◆ **Assignment**: With the images set aside, retype every record below character for character.
[[ Material to process, beginning ]]
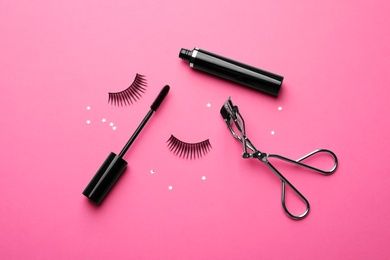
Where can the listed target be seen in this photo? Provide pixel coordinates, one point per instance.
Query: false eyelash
(188, 150)
(132, 93)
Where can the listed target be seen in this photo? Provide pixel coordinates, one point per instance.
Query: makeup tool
(113, 167)
(233, 70)
(233, 119)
[[ Material to process, end ]]
◆ **Answer space**:
Where can the listed target be seen in this photo? Provide pixel coordinates, one point per instance.
Query: false eyelash
(188, 150)
(132, 93)
Where can the listed target be seen in this photo? Provide pixel coordinates, one point per instance.
Query: makeup tool
(113, 167)
(233, 70)
(233, 119)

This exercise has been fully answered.